Named object pointing entries:
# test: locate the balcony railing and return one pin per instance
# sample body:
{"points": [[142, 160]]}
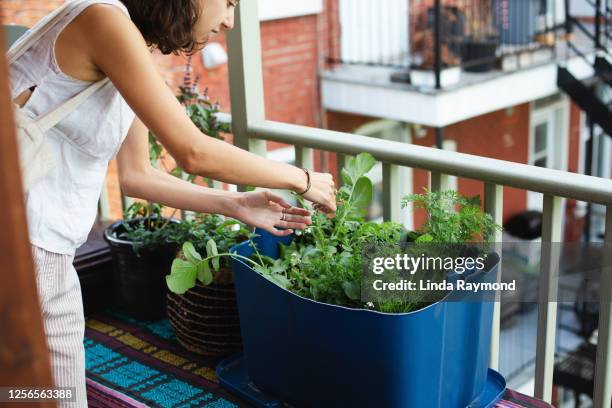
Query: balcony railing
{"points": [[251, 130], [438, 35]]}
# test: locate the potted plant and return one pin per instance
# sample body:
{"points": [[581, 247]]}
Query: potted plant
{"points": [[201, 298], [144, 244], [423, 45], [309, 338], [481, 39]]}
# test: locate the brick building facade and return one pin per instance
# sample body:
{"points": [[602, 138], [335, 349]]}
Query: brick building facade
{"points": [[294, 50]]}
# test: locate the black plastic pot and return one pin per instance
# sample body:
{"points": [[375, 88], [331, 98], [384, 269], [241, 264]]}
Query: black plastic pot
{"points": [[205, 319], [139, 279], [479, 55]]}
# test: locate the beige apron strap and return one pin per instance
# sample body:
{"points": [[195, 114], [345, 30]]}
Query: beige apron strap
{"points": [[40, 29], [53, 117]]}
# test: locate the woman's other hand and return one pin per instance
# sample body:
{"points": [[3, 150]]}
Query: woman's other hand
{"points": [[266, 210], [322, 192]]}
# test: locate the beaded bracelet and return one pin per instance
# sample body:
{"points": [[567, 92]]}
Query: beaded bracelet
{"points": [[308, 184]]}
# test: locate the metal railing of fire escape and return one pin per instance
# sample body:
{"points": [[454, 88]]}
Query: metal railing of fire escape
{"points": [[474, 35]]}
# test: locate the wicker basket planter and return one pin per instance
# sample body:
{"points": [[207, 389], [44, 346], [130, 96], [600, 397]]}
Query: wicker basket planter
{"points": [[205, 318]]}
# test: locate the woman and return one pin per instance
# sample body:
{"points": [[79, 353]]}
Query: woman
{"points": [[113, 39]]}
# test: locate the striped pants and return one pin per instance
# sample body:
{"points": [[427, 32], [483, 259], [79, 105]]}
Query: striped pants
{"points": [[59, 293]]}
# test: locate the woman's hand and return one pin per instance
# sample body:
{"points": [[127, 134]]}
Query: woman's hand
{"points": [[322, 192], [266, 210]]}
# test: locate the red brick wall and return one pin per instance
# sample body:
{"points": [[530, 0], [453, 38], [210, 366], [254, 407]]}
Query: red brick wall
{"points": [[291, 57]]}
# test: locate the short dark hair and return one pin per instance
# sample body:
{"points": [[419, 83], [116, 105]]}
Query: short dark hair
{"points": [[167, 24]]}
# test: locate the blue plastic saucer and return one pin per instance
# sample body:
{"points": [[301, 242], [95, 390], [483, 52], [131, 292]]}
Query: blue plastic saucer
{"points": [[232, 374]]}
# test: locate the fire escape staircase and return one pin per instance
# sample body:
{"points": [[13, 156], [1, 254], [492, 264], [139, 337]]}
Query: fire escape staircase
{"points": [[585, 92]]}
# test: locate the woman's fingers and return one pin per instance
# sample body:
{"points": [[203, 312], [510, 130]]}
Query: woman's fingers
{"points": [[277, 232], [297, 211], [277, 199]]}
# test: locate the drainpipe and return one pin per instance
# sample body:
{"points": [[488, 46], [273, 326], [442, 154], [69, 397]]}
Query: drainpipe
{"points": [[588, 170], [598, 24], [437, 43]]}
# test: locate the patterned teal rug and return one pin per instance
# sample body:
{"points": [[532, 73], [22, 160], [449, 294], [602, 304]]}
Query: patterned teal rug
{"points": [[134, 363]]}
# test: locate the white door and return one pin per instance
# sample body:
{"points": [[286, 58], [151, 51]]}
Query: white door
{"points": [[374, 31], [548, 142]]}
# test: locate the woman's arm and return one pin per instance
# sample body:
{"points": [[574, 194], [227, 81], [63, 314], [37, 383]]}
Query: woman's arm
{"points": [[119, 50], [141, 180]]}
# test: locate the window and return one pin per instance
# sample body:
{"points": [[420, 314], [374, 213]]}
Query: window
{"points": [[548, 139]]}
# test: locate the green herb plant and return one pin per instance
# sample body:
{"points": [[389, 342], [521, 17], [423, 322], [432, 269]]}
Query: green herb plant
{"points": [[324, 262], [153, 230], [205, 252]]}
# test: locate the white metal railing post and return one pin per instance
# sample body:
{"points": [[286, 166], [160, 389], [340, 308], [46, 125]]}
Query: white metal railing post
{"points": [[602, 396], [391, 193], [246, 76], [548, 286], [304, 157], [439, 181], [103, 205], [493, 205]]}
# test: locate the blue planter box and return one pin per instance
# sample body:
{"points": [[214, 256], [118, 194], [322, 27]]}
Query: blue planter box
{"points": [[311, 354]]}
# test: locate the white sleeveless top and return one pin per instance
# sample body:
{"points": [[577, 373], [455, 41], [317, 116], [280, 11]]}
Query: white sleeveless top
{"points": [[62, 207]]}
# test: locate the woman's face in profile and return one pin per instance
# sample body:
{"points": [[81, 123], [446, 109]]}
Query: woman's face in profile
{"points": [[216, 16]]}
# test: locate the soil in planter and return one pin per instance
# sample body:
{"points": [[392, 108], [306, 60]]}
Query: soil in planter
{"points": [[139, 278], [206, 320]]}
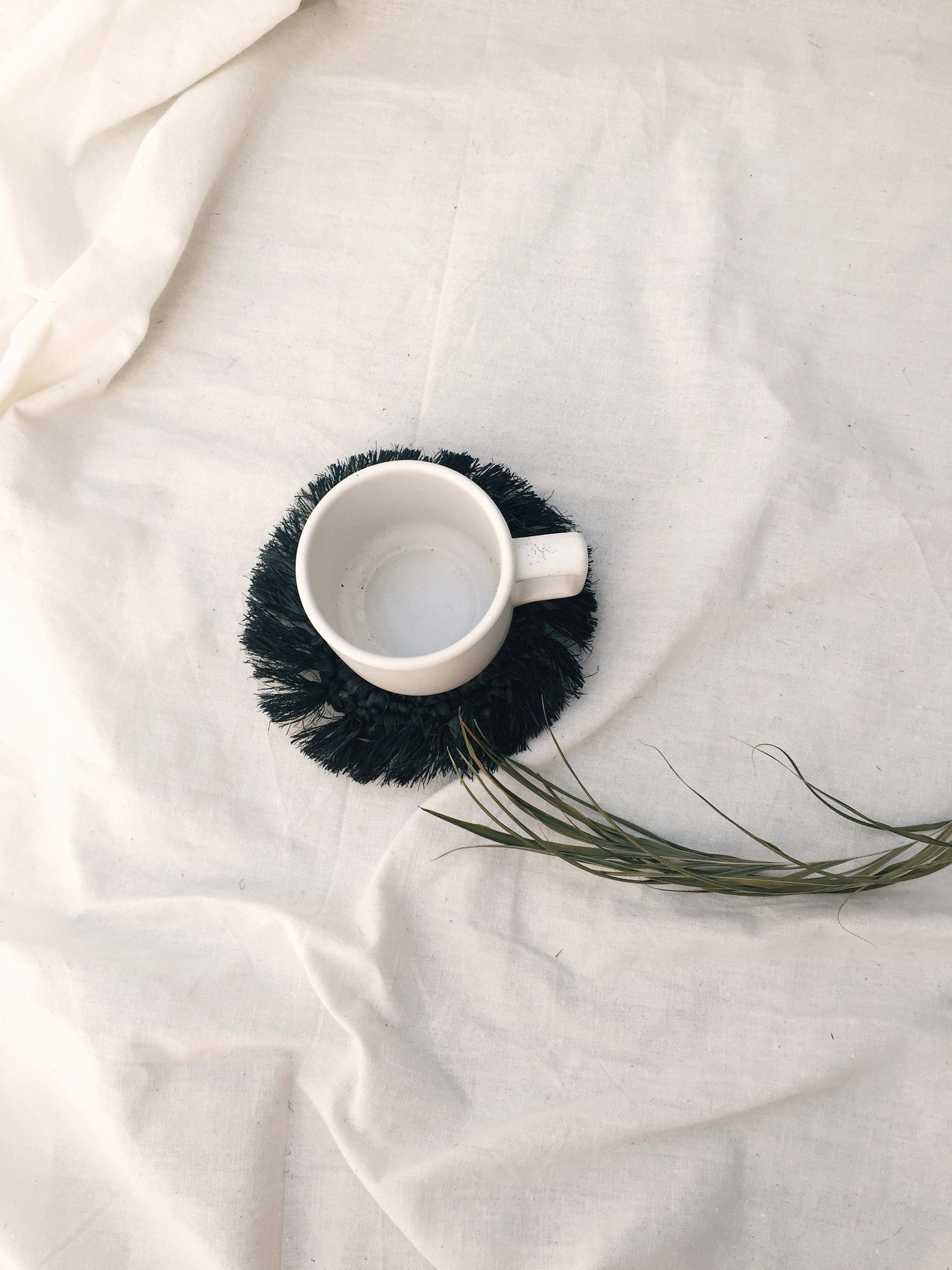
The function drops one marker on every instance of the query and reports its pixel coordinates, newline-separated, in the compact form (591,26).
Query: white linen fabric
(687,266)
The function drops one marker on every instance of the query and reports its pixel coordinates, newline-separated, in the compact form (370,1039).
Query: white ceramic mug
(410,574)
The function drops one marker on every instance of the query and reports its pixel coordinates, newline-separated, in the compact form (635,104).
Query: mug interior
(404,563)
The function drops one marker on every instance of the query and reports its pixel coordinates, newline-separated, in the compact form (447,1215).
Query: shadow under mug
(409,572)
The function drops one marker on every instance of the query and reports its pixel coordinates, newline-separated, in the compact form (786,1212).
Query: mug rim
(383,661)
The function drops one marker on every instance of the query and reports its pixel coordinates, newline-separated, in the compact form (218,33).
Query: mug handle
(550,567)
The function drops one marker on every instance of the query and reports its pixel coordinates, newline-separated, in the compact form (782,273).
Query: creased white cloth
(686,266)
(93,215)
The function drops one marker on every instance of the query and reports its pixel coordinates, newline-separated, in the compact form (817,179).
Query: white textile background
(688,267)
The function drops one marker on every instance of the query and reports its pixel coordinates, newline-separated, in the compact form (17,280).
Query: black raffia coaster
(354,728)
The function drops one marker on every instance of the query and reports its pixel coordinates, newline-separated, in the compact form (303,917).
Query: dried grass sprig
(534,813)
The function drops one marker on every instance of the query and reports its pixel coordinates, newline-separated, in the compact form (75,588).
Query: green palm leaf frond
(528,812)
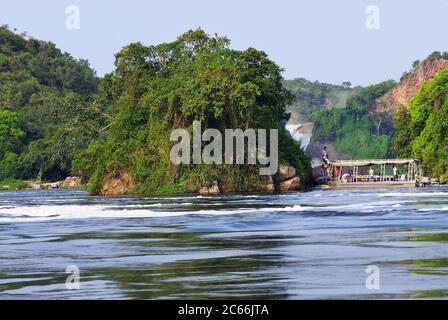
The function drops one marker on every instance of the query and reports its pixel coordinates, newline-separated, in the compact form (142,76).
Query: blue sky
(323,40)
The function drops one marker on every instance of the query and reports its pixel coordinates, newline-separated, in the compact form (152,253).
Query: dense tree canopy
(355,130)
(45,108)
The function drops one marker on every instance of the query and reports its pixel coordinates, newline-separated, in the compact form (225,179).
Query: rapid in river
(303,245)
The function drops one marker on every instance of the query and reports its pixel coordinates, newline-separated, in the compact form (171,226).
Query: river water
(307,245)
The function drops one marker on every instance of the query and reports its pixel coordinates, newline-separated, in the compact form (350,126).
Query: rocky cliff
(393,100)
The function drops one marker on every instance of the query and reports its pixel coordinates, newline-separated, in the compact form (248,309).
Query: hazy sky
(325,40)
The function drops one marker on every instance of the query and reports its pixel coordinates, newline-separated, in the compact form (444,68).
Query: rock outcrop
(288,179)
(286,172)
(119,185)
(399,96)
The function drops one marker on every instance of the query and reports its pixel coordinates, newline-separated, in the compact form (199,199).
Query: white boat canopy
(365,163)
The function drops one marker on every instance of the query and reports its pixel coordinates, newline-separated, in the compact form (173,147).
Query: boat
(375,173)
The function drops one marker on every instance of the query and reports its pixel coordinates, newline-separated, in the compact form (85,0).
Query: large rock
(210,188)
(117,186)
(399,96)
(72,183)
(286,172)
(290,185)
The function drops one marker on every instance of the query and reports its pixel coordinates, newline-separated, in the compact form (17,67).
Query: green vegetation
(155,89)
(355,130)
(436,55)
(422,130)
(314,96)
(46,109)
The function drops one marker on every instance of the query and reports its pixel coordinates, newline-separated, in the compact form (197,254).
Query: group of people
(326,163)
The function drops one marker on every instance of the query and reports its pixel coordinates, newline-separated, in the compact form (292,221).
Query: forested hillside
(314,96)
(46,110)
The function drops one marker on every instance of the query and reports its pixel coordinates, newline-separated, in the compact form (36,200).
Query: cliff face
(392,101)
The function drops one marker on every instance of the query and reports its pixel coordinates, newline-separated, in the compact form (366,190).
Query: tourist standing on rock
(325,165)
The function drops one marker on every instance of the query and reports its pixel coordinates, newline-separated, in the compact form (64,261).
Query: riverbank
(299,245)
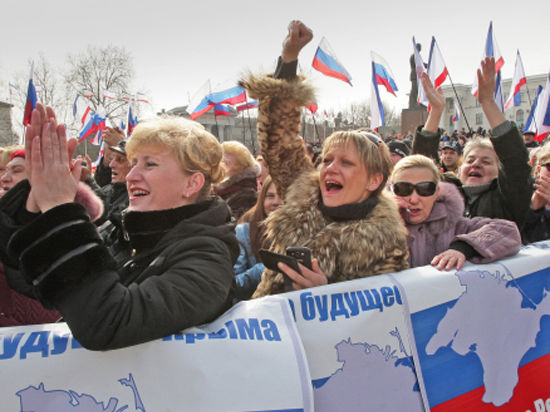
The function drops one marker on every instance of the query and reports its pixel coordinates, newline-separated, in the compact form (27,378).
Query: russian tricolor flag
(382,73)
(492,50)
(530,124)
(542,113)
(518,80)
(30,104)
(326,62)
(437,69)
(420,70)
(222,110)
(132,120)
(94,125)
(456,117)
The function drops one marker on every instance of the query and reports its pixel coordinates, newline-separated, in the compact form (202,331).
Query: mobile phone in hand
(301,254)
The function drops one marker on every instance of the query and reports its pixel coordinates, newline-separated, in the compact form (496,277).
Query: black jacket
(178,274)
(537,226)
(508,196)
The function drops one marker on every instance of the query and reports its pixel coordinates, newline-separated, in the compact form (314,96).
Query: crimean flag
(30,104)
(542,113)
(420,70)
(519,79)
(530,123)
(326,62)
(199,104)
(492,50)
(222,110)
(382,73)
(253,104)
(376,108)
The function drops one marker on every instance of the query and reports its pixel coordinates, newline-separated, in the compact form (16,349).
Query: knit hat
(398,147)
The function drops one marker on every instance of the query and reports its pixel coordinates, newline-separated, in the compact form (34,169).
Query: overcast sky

● **WHAT THE EXERCISE ASKS**
Repeat exactly the lines from the line containing "compact form (314,96)." through the end of the listing above; both boundary lines are part of the output.

● **RESULT OF THIS TASK**
The function drops one marker on every instance of the query and reports its pixel coordinates, newline-separated, in the compact form (314,96).
Query: crimean flag
(30,104)
(542,113)
(420,70)
(519,79)
(530,123)
(326,62)
(199,104)
(492,50)
(222,110)
(382,73)
(253,104)
(376,108)
The function drops one marker on every instance of the query and reports its pixel coordinates, newline-separated, in the compact form (16,349).
Query: knit hat
(398,147)
The function drops one marker on every instance of the query and reports its pixel coordinates, newline-separated, in the compact form (34,169).
Query: overcast sky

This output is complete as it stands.